*** Opening TEXT FOR ANALYSIS ***

First the quote:
Sen. Arlen Specter (R., Pa.), declared this month, “It is scandalous that eight years have passed since we have known about stem cell research and the potential to conquer all known maladies, and federal funds have not been available for the research.”
All . . . known . . . maladies? Really? Before that, John Edwards all but promised that a vote for John Kerry was a vote for Christopher Reeve to walk again.
The promises made by the embryonic stem cell research advocates are breath taking, and scandalous!
Now some thoughts:
Simply because science can do something is in no way an argument that it should (or shouldn’t) do it. Science is morally neutral. Science kills and science cures. Which is why it’s so disturbing that both left and right have bought into the rhetoric of science as a source of morality. Scientists themselves tend to understand the moral ambiguity of science, which is why they spend so much time arguing about professional ethics.
For example, everybody agrees that life-ending experimentation on a 5-year-old boy would be wrong. But what if such research could solve “all human maladies?” Would it be wrong then? More relevant, would it be “anti-science?”
Yes, yes, ESCR advocates reject comparing embryos to fully developed humans.
But that misses the point on two scores.
First, the determination that embryos have no moral worth is not a scientific conclusion but a moral one. Second, rejecting the comparison doesn’t answer the question: Is it anti-science to bar certain procedures on moral grounds?

*** Closing TEXT FOR ANALYSIS ***
*** Opening DATA EXTRACTS ***

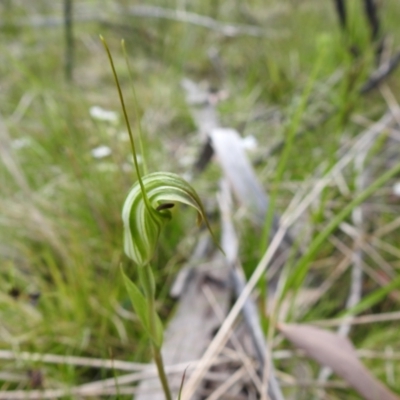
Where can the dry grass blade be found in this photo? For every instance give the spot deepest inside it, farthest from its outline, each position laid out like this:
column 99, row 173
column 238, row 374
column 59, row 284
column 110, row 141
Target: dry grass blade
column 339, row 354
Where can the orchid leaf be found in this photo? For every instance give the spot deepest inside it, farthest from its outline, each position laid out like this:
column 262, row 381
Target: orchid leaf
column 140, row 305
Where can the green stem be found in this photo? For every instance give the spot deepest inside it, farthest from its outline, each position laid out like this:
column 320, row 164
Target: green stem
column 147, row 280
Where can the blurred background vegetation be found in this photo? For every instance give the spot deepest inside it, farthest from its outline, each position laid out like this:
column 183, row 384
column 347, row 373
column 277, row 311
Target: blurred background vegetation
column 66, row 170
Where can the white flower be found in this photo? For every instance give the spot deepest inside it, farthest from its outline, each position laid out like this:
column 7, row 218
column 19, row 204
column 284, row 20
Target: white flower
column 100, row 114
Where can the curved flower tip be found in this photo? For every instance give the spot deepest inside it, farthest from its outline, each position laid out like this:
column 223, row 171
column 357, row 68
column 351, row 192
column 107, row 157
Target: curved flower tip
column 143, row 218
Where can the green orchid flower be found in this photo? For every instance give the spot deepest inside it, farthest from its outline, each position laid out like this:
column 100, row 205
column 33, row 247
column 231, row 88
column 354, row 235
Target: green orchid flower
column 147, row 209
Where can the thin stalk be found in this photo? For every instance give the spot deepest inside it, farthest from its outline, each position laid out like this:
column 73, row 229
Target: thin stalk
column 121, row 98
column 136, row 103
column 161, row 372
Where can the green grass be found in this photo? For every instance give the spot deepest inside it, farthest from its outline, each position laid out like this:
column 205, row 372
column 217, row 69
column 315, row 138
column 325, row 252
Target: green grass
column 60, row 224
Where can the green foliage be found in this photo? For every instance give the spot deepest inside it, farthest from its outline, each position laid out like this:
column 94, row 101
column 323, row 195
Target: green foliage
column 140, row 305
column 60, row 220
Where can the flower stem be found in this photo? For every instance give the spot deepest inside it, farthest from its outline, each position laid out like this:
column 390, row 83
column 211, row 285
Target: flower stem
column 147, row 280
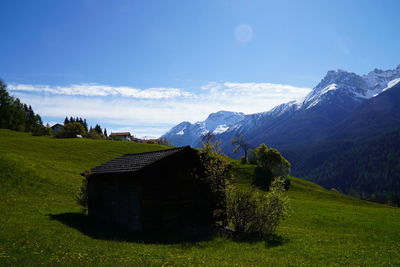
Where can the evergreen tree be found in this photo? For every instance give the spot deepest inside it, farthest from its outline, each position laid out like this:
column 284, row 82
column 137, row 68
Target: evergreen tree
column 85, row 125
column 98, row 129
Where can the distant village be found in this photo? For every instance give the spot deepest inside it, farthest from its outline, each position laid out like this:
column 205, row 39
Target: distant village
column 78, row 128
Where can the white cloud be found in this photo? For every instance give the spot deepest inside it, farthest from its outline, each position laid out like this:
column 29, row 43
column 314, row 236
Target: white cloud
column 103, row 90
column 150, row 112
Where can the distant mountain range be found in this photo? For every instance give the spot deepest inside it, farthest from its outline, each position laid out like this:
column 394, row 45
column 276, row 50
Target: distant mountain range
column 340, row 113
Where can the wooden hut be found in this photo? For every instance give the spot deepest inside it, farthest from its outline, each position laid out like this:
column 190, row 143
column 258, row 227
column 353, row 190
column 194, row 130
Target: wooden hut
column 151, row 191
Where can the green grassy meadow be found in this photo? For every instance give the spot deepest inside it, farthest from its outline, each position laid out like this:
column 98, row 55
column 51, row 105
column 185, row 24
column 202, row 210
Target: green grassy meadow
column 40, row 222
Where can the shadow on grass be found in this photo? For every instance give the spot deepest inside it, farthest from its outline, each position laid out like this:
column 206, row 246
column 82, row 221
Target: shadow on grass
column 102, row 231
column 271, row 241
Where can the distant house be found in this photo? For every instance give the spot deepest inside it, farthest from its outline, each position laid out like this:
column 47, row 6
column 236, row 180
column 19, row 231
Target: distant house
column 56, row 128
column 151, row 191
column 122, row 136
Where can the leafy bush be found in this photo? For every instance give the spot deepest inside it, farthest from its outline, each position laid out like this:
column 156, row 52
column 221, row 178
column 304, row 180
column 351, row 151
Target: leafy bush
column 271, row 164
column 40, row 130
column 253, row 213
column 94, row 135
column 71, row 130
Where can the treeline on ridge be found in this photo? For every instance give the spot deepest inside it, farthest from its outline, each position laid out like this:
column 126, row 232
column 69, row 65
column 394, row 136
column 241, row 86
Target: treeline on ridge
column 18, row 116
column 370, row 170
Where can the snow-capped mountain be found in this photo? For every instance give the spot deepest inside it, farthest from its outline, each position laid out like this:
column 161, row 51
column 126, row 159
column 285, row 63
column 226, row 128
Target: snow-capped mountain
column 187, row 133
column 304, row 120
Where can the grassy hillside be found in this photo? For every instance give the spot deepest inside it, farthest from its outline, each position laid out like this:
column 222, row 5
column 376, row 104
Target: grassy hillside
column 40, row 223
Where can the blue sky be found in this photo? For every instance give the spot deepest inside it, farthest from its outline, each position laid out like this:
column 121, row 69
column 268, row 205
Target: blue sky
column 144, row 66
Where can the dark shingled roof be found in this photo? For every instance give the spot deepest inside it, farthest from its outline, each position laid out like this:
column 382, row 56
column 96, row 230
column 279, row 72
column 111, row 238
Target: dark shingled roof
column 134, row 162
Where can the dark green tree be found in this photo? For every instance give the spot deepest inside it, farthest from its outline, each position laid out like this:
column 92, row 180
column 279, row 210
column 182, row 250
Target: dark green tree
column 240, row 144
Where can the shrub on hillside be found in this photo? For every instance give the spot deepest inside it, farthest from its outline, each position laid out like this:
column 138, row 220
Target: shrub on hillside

*** Closing DATA EXTRACTS ***

▶ [WHAT TO PRODUCE]:
In the commentary on stem cell research, which two things does the text say science does in the sentences immediately following "Science is morally neutral"?

▶ [WRITTEN REPLY]:
Science kills and science cures.